(Directions for this task): Reproduce every one of the records below word for word, keeping each line as it stands.

(Material shown):
----------------

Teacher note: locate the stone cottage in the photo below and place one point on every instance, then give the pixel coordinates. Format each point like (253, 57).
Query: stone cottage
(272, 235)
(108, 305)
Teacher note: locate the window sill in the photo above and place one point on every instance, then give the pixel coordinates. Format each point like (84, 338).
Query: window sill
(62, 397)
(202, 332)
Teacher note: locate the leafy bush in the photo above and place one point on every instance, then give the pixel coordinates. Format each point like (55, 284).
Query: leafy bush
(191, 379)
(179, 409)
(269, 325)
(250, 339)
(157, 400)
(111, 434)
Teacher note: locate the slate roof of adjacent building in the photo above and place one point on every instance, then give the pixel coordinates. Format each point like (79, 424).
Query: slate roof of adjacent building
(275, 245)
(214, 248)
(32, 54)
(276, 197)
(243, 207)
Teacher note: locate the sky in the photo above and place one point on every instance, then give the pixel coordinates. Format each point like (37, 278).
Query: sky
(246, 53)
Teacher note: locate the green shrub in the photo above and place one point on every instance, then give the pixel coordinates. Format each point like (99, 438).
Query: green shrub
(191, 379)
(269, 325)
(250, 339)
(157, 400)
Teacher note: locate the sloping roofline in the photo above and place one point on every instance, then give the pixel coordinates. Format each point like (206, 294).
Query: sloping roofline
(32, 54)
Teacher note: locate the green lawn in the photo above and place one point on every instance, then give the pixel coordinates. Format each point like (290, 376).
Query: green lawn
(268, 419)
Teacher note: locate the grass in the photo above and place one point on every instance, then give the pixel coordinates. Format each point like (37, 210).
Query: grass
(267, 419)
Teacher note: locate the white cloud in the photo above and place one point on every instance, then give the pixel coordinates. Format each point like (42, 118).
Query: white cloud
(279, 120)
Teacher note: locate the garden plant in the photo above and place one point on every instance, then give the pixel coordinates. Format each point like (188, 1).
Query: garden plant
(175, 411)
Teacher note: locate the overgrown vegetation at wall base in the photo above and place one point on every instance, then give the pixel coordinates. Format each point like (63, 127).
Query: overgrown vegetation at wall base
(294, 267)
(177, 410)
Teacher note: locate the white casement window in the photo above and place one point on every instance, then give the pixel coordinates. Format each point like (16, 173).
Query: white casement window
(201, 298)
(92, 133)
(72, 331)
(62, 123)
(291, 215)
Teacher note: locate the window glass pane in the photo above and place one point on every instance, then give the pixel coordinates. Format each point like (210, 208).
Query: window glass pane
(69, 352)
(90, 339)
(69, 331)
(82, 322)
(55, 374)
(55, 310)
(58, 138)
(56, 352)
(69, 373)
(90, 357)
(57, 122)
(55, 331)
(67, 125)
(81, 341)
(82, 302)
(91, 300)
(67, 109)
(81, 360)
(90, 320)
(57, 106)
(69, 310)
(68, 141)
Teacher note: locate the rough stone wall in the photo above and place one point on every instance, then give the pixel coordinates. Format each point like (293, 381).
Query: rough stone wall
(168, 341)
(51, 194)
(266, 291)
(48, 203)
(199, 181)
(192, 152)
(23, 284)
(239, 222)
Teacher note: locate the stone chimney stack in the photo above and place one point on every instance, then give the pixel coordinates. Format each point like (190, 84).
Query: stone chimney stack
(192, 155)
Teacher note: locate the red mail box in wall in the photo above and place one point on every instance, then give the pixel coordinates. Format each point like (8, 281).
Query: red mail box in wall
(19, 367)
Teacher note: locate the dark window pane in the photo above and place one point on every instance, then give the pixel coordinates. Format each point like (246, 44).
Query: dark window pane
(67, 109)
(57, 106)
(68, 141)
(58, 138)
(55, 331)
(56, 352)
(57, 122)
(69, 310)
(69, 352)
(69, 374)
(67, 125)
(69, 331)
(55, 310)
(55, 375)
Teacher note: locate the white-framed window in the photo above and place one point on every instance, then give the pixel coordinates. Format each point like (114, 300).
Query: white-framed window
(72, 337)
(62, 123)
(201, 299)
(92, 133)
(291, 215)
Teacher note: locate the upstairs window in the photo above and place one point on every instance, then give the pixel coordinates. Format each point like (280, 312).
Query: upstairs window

----------------

(The response):
Teacher note: locate the stone cottage in the photo below and place one point on every instance, then give the pixel coordinates. Format each point like (253, 57).
Query: stone cottage
(272, 235)
(108, 305)
Teacher note: locate the window sill in the photo above and place one point on every instance, then give the pixel coordinates. Format each point like (84, 338).
Query: window sill
(62, 397)
(202, 332)
Teacher note: locate the leafy bush in the photo above and place one point on every instance, then give the pixel coordinates. Format each point like (55, 284).
Query: leafy bush
(191, 379)
(179, 409)
(269, 325)
(250, 339)
(157, 400)
(111, 434)
Teacher note: locate the slate roof of adjacent building in the photo above and place one point on every instance, then give the pixel coordinates. Format each point like (79, 424).
Query: slate roof of adjacent building
(275, 245)
(214, 248)
(32, 54)
(276, 197)
(243, 207)
Teacher note: locate the sky in the photo above and place one point on every instance, then give the pixel coordinates. Format each point like (37, 278).
Query: sky
(246, 53)
Teacher note: locate the green shrub in the photo above and place one point on every instance, then give the pixel coordinates. Format each point like (99, 438).
Query: green shrub
(191, 379)
(269, 325)
(250, 339)
(157, 400)
Teacher note: locate the sloping roofline in the photo above and place one point on every instance, then give the pixel coordinates. Format each point like (206, 294).
Query: sloping roofline
(32, 54)
Teacher note: locate the green lawn in the photo above and place one point on every instance, then give the pixel coordinates. Format each point like (290, 376).
Query: green lawn
(268, 419)
Teacher note: locate the grass in the photo above and place one point on every instance, then give the pixel coordinates. Format each point like (37, 210).
Query: grass
(267, 419)
Teacher note: locate the white cloud in the photo above and place one point on every instance, then give the pixel coordinates. Format each point like (42, 118).
Query: white cloud
(279, 120)
Teacher note: locate the garden plant in the photo above and place one point on every instance, then give the pixel coordinates. Format each point like (188, 1).
Query: garden plant
(175, 411)
Teacher note: locate the overgrown vegetation at wall base in the photo above and place one point on every instance, then give the pixel coordinates. Format each point like (63, 127).
Query: overgrown vegetation at wall base
(294, 267)
(177, 410)
Teacher note: locate the white casement window in the photo above and place one point on every instance, then give the pixel coordinates. Format each point like (16, 173).
Query: white casement window
(201, 298)
(92, 133)
(72, 331)
(62, 123)
(291, 215)
Teacher note: locate the window glass pane in the photo above and place one point on every instance, then give the pixel coordinates. Format each point like (210, 208).
Query: window glass pane
(69, 352)
(90, 339)
(69, 331)
(82, 322)
(55, 374)
(55, 310)
(58, 138)
(56, 352)
(69, 373)
(90, 357)
(57, 122)
(55, 331)
(67, 125)
(81, 341)
(82, 302)
(91, 300)
(67, 109)
(81, 360)
(90, 320)
(57, 106)
(69, 310)
(68, 141)
Teacher note: locate the rough stone wall in the photo above and place one point on every instance, then give the pixel coordinates. Format each point like (293, 381).
Query: rough stone wall
(168, 341)
(51, 194)
(266, 291)
(48, 203)
(199, 181)
(192, 152)
(23, 284)
(239, 222)
Teacher note: locate the stone chimney stack in the photo above and place one point on every instance, then give the pixel coordinates. Format each point like (190, 84).
Query: stone chimney stack
(192, 155)
Teacher note: locate the red mail box in wall in the photo above and place one point on every instance, then give the pixel coordinates. Format each point like (8, 281).
Query: red mail box in wall
(19, 367)
Teacher note: locate the dark window pane in the photo above and place one point on every instance, then give the pixel coordinates. Format each point like (246, 44).
Query: dark window pane
(67, 109)
(57, 106)
(68, 141)
(58, 138)
(55, 331)
(56, 352)
(57, 122)
(69, 310)
(69, 352)
(69, 374)
(67, 125)
(69, 331)
(55, 310)
(55, 375)
Teacher note: locate the white-framed window in the photo above and place one point on every instance, then give the pixel coordinates. Format each point like (114, 300).
Query: white-framed window
(72, 337)
(62, 123)
(201, 299)
(92, 133)
(291, 215)
Teacher note: locate the upstairs window in the photo above and place one point on every instance, then give the pixel coordinates. Format each point like (280, 312).
Query: upstairs window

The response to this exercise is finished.